* [DESCRIPTION OF THE TASK]:
What is needed is the complete listing, repeated exactly.

* [DATA PROVIDED]:
========================================================================

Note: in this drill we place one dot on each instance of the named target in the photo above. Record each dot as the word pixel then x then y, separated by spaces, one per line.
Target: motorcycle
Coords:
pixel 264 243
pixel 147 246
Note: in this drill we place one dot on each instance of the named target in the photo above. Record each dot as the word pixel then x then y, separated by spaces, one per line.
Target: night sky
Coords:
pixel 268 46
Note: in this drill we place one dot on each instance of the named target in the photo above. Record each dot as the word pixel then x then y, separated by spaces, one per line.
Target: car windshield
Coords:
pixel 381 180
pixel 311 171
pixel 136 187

========================================================================

* [COMPLETED EXERCISE]:
Note: in this drill we place one dot on each instance of the named target in the photo above. Record each dot as the word pixel then x then y, separated by spaces, one per line.
Target: motorcycle
Coords:
pixel 264 243
pixel 147 246
Note: in this drill we place one dot on each instance of the named target in the photo above. Record each dot as the word pixel then x then y, separated by spaces, one per line.
Target: night sky
Coords:
pixel 268 46
Note: in this drill we place one dot on each instance of the named target in the photo above. Record each dot as the word pixel then x then y, separated by spaces, one per line.
Target: car windshield
Coords:
pixel 381 180
pixel 311 171
pixel 136 187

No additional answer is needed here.